Mike Frankenfield - Director of Global Sales
Minimal price increase in the quarter, as I think you accurately got it there, Peter.
We have moved to this mode of having the price happen in line with the clients' contracting.
Peter Heckmann - Analyst
Okay.
Okay.
Fair enough.
That's all I have right now.
Thanks much.
Operator
Thank you.
The next question comes from Mr. Patrick O'Shaughnessy from Raymond James.
Sir, your line is open.
You may proceed.
Patrick O'Shaughnessy - Analyst
So just to follow up on that last question and something that was discussed on the call last quarter, so historically, you have pushed through a pricing increase earlier in the years both in the US and abroad.
And now you've switched to pushing through those price increases as contracts come up for renewals.
I'm curious.
Does that reflect any reduction in pricing power that you feel in the current environment?
Or is it just simply a function of it just makes more sense to address pricing when the contracts come up?
Mike Frankenfield - Director of Global Sales
Really the latter.
It just makes more sense.
You're in a logical point working with the client, when they're thinking about how much FactSet service they're having, what the configuration is.
And it's a very logical conversation to have with the client at that point.
Patrick O'Shaughnessy - Analyst
Got you.
And then my follow-up.
So as the pace of European revenue growth seems to be outpacing the US a little bit, would you expect any sort of impact on your weighted average tax rate going forward?
Mike Frankenfield - Director of Global Sales
I think it would be immaterial in when you look at the weighted average tax rate in the short term.
Over a longer period of time, we really see the opportunity outside the US as being at least the same size in the US.
So perhaps over a longer period of time.
But we have the opportunity for the weighted average tax rate to decline if that trend really accelerated in a material way.
Patrick O'Shaughnessy - Analyst
Thank you.
Operator
Thank you.
The next question comes from Mr. Tim McHugh from William Blair & Co.
Sir, your line is open.
You may proceed.
Tim McHugh - Analyst
First thing I wanted to just ask, following up on the questions about QUICK earlier, can you help us understand how much of the Asia right now is your business in Japan?
I'm trying to understand how much of an expansion this could be for you as we size that opportunity.
Mike Frankenfield - Director of Global Sales
I'm not sure that I know the number off the top of my head.
I think Asia's less than 10%.
Japan would be a third of Asia.
I'm winging it a little bit.
But I think that's the magnitude you'd be talking about.

§ Written instruction: Extend the earnings call transcript past its last line.

§ Record excerpts:
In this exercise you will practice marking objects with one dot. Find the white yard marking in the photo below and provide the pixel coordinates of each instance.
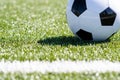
(59, 66)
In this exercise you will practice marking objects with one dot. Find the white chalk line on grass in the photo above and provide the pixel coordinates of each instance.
(59, 66)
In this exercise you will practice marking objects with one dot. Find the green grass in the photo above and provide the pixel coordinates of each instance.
(38, 30)
(62, 76)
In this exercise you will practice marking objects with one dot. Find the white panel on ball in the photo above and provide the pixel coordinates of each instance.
(97, 5)
(93, 20)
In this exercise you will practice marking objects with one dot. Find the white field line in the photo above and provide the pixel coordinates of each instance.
(59, 66)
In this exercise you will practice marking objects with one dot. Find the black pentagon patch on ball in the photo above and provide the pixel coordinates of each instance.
(107, 17)
(79, 6)
(84, 35)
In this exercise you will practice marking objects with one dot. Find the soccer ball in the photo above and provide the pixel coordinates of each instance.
(95, 20)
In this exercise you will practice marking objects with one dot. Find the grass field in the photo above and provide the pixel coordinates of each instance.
(37, 30)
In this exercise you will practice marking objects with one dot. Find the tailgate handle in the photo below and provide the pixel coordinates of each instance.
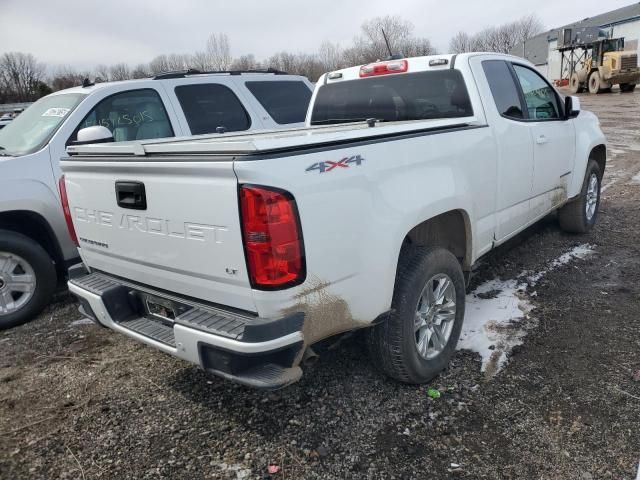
(131, 195)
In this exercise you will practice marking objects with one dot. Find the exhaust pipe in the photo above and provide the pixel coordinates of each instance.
(309, 357)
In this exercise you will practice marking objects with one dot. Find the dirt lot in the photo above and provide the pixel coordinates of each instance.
(77, 401)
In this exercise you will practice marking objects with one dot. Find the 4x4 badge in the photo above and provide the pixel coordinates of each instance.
(329, 165)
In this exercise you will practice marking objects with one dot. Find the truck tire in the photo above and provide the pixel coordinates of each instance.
(27, 279)
(595, 82)
(419, 337)
(574, 84)
(580, 214)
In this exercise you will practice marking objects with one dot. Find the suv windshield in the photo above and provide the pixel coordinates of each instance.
(33, 128)
(392, 98)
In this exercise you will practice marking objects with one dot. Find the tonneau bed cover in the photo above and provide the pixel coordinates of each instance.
(269, 141)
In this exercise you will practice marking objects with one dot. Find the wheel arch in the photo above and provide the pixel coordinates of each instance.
(35, 226)
(450, 230)
(599, 154)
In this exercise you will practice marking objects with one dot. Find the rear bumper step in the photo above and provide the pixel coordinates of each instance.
(256, 352)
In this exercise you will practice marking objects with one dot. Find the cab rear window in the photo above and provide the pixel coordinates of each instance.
(286, 101)
(392, 98)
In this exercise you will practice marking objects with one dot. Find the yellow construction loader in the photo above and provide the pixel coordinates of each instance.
(604, 63)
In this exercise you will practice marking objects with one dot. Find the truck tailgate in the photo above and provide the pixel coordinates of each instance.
(171, 225)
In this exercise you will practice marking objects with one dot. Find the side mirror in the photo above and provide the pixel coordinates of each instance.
(95, 134)
(571, 107)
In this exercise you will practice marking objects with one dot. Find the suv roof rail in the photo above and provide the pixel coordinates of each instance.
(193, 71)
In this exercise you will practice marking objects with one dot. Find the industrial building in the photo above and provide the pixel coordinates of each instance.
(542, 51)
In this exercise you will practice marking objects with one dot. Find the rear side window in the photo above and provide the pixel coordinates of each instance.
(503, 88)
(391, 98)
(131, 115)
(208, 106)
(285, 101)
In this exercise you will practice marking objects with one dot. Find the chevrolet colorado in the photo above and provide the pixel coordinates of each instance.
(239, 252)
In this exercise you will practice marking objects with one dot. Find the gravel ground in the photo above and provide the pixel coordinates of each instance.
(78, 401)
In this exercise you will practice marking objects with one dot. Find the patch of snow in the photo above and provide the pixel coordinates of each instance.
(497, 313)
(82, 321)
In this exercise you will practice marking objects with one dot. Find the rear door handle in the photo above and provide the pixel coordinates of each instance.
(131, 195)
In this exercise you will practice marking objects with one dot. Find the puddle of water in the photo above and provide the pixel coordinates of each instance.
(241, 472)
(497, 313)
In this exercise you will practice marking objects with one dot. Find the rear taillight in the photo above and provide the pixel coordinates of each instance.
(384, 68)
(67, 211)
(272, 238)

§ Task result:
Tim McHugh - Analyst
Okay.
Can you talk -- the international growth rate's picking up.
Are you doing anything different in Europe and Asia right now versus do you think you're benefiting from improving economic environments and stock market activity in Europe and Australia, I guess, to some extent?
Phil Hadley - Chairman & CEO
Yes, I think our effort and product has seen steady improvement over time.
And I think we're now in a mode where we're getting perhaps a little bit of a tailwind or at least the headwinds are abating.
We saw good growth out of Continental Europe this quarter, which has been a change from previous quarters.
Australia happens to be one of our stronger markets and has performed well historically for lots of quarters, and was maybe a little bit softer this quarter.
So it's a mixed bag of things.
But the overall theme is reduced headwinds and possibly a tailwind emerging.
Tim McHugh - Analyst
Okay.
And then lastly, can you just elaborate, you made a comment towards the end of your prepared remarks about feeling a little bit more optimistic about the sell side environment, I guess.
Someone asked you earlier about trading volumes being tough.
Can you give any more specifics on what you're seeing or you're hearing from the sales force that gives you more optimism on that side of the business?
Phil Hadley - Chairman & CEO
I think the two big work flows we had on the sell side clients would be equity research and investment banking.
On a numbers basis and a revenues basis, investment banking is much bigger for us than equity research -- almost 3 to 1. So I think certainly what feels like the macro environment when it comes to investment banking and deal volume, both mid-market and large firms, is certainly on a positive trend.
You're probably very familiar with the equity research model.
The only thing that surprises me is our coverage has gone from a couple analysts to a dozen.
There must be something that's exciting about the equity research model.
I think if you take both of those together and weight it very heavily to the investment banking on a user count basis, I think that's why we feel optimism.
Tim McHugh - Analyst
Okay.
Great.
Thank you.
Operator
Thank you.
The last question is from Mr. Shlomo Rosenbaum from Stifel.
Sir, your line is open.
You may proceed.
Shlomo Rosenbaum - Analyst
Just wanted to sneak in one more question, just on the pricing side.
If you guys have switched the pricing discussion to being concurrent with renewing the contracts, has that changed your ability to get any pricing from the clients?
Usually that's the time when a vendor has the least amount of leverage, when they're trying to renew the contract.
I was wondering if you could give us a little bit of color on that.
Phil Hadley - Chairman & CEO
Shlomo, to date it hasn't had a negative impact.
I will, for clarification purposes, there are still a segment of the client base that receives a price increase in January.
Not every client has moved over to the new model.
But we work with our clients in a partnership.
And when we walk into a client, on a regular basis, we're providing them with training and project work and demonstrating new software updates.
And what we can do at the end of every year is highlight for the client all the great value that we've added and demonstrate all the improvements we've made to the product.
And it's a very, very cordial, straightforward conversation.
Shlomo Rosenbaum - Analyst
Great.
That's what I wanted.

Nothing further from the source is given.